What you should do:
Find "the form (231,896)." in the material below, then copy that line and every subsequent line to the end, exactly.

Dataset rows on where objects appear:
>> begin
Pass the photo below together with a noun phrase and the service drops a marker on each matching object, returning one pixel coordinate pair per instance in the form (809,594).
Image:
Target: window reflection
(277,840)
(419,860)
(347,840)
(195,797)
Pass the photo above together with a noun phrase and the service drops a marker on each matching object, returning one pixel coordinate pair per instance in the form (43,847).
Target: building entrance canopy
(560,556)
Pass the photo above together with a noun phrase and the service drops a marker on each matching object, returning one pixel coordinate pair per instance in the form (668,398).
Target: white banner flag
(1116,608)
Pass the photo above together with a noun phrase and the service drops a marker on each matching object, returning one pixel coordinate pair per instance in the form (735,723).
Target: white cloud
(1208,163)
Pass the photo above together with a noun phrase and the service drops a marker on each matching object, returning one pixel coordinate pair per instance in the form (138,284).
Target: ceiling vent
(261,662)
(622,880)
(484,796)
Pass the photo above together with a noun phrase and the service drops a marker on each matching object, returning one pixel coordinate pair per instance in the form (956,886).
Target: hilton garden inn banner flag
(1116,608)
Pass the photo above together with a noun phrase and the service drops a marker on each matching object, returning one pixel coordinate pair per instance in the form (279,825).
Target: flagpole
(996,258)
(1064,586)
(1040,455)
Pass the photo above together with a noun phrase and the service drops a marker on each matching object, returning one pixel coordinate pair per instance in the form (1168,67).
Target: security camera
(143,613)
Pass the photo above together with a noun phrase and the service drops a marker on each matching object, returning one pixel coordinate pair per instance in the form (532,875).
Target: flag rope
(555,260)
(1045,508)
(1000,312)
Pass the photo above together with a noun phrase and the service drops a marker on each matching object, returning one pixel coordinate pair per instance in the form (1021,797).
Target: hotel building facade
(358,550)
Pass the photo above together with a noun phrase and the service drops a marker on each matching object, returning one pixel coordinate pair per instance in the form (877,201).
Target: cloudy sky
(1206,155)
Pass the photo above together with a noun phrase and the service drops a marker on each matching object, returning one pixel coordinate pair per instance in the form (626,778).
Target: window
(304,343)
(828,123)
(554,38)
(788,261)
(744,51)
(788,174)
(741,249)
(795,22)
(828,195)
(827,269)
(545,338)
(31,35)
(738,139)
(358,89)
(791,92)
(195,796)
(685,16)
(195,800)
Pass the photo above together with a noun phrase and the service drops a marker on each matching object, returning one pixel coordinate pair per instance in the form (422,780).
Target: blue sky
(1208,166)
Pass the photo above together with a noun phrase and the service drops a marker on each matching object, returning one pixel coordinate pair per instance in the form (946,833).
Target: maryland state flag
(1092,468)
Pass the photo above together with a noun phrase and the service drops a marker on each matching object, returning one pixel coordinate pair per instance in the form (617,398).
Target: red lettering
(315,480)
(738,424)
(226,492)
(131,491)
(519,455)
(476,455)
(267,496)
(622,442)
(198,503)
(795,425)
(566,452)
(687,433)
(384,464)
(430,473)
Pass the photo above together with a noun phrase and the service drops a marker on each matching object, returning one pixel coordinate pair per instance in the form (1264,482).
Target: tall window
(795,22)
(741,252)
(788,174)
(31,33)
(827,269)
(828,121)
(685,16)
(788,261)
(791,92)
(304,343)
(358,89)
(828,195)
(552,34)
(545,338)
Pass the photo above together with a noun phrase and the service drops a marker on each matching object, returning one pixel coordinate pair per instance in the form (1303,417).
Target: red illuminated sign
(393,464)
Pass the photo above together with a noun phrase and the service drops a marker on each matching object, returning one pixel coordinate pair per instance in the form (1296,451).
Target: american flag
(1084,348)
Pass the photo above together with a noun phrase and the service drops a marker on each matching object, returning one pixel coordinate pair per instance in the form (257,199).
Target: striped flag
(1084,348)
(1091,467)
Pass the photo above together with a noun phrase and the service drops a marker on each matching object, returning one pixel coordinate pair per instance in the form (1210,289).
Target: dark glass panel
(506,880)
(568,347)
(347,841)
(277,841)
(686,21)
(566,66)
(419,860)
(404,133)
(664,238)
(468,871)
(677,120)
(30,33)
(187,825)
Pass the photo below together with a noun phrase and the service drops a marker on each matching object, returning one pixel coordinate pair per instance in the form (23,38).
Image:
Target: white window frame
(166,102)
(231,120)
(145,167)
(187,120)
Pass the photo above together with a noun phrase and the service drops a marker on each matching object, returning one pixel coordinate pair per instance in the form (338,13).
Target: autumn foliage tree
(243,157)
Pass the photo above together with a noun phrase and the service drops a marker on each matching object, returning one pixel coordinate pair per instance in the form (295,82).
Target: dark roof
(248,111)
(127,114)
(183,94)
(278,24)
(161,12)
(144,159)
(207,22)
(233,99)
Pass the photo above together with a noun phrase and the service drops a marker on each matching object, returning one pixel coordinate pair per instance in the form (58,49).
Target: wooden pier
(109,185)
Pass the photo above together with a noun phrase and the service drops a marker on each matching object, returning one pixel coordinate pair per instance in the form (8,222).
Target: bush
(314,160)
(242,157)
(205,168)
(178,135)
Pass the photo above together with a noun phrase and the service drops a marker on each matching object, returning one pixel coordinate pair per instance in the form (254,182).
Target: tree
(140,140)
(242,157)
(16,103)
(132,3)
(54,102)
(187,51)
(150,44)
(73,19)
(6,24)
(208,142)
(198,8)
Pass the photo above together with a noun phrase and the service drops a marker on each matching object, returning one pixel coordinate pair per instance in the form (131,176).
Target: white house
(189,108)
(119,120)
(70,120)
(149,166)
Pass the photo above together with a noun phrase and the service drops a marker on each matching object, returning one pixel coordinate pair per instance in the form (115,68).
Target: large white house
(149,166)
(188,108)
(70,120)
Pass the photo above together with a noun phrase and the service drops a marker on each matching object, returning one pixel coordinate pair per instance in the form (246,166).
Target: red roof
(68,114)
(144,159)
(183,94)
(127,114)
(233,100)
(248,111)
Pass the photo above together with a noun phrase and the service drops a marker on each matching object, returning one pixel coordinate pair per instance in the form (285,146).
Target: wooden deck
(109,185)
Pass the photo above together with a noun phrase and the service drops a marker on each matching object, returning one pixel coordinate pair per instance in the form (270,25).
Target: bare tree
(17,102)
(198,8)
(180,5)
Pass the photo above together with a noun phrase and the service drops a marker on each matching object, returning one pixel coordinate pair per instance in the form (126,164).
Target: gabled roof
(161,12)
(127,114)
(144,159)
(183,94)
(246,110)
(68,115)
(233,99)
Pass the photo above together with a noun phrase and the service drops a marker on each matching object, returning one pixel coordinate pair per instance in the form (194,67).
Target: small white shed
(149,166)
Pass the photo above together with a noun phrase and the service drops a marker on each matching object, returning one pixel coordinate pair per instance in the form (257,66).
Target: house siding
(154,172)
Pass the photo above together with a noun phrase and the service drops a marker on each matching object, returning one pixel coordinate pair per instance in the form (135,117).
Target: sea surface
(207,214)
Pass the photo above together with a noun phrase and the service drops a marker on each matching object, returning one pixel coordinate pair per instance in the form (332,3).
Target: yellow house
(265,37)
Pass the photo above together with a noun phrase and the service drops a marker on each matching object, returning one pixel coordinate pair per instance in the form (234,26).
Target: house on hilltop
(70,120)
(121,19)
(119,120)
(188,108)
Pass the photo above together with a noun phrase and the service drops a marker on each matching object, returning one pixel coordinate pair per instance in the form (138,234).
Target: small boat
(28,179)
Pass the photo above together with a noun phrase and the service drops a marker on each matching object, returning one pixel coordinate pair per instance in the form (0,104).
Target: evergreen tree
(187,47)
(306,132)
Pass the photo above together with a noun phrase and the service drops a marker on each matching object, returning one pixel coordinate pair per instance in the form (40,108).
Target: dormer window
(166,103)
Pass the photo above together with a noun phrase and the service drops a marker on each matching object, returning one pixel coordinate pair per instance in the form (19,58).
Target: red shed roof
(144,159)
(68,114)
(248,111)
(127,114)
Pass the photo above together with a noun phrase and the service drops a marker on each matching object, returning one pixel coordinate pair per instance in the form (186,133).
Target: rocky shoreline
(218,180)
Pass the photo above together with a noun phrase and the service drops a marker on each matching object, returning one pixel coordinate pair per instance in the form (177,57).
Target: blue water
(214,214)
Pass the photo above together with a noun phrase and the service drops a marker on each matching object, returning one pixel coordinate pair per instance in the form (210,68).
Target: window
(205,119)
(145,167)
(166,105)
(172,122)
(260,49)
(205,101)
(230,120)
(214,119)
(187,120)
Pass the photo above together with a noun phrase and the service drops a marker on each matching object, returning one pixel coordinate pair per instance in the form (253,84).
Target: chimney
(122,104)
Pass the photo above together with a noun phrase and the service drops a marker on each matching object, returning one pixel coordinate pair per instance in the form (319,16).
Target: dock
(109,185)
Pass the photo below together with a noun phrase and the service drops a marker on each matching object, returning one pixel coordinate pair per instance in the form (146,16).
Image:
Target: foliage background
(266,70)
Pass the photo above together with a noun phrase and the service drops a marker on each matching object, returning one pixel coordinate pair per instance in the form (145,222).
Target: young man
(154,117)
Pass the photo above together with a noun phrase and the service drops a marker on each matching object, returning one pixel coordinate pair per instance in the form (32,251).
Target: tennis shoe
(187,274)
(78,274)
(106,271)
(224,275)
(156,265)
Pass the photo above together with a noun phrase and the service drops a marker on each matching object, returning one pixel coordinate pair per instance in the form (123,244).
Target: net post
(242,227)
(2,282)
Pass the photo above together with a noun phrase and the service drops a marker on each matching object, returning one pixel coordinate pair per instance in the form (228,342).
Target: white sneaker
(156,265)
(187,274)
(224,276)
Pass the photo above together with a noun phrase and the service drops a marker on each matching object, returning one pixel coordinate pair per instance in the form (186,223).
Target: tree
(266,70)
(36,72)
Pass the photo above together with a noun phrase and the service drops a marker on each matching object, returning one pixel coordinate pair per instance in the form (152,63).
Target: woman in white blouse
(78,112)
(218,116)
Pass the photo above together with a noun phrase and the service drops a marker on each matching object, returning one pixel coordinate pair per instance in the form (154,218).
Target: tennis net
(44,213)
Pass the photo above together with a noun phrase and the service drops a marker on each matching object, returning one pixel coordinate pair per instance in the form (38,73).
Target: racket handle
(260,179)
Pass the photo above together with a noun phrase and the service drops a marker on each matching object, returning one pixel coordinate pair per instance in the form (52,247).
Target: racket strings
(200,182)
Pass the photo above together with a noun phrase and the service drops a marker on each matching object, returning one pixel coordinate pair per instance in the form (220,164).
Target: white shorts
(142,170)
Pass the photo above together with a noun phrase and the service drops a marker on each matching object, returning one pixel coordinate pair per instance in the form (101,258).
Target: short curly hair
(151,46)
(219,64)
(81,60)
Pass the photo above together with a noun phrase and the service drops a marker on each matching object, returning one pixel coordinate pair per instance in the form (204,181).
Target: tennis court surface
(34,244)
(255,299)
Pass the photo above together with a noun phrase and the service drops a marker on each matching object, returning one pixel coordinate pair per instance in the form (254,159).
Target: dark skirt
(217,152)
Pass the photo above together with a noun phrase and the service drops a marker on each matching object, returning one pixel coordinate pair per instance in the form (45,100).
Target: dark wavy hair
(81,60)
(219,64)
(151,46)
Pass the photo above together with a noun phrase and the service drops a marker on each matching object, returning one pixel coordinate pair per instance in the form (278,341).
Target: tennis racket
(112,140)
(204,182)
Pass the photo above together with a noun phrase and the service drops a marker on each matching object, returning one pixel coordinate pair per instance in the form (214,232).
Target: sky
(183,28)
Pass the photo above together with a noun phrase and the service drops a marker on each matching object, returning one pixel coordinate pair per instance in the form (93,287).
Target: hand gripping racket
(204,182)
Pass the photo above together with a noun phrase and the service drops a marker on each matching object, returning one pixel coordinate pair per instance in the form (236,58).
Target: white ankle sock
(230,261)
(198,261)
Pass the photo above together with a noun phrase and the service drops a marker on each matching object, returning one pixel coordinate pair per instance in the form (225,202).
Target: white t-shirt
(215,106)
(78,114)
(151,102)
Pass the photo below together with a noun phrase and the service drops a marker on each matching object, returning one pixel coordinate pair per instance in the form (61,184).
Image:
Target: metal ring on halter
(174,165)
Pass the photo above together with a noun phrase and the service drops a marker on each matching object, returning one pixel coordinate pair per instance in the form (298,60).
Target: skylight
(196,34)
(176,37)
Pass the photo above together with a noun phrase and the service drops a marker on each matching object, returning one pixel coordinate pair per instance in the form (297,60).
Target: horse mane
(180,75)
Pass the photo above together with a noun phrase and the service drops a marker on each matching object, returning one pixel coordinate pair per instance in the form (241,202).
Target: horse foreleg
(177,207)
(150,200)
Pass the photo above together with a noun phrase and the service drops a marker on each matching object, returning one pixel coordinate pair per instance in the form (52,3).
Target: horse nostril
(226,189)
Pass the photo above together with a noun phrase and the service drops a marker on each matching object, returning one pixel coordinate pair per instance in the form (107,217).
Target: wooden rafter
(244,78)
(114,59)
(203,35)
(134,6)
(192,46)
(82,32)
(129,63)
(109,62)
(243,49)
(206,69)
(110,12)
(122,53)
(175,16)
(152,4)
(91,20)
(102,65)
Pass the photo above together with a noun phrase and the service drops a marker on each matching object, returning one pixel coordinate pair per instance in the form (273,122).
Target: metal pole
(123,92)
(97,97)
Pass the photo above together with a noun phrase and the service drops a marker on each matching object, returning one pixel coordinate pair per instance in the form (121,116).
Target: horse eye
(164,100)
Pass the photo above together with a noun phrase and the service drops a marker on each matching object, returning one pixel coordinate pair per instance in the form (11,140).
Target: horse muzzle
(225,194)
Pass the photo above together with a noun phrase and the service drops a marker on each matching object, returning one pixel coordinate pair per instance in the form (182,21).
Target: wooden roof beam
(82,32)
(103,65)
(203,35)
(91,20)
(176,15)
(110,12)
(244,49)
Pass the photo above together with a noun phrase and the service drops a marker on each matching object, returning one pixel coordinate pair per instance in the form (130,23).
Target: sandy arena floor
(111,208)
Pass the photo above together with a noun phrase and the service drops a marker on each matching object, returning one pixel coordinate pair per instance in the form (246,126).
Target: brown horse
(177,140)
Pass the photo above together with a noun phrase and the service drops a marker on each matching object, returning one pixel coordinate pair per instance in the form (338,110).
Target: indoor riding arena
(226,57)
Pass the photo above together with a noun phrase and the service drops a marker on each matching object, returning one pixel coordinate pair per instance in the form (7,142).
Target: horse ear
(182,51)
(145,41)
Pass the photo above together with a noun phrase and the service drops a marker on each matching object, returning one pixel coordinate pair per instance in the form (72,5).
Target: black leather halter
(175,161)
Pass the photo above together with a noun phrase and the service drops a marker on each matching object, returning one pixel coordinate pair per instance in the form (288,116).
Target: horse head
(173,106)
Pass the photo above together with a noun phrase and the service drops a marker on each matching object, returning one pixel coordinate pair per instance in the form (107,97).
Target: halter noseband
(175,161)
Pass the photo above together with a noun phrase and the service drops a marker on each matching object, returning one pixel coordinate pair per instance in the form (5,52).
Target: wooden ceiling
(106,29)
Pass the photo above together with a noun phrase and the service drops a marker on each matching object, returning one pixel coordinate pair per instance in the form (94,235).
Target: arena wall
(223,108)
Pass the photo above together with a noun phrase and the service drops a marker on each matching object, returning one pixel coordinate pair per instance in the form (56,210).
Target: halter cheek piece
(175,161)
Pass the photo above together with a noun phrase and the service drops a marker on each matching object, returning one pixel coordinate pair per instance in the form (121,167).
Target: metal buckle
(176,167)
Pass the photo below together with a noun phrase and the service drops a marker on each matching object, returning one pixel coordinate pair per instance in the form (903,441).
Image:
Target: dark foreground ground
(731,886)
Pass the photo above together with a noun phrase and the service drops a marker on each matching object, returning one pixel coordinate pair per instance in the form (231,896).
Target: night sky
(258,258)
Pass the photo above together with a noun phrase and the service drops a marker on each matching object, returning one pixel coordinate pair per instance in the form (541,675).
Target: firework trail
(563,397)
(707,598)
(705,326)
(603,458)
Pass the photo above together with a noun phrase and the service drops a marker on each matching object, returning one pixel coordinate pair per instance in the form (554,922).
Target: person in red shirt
>> end
Finished task:
Pass the photo above together with a noun phrase and the service drops a marker on each matching object, returning one pixel coordinate pair per instance in the form (231,896).
Target: night sky
(258,258)
Pass the photo above together with a noun phrase and the service drops a marker on each matching object, returning one pixel coordinate pair per instance in the form (541,675).
Target: firework trail
(563,397)
(707,598)
(705,326)
(603,458)
Pass the photo above together with a noun phrase and the service drops a marker on each matching object, returning one pixel coordinate pair per instance in the form (554,922).
Target: person in red shirt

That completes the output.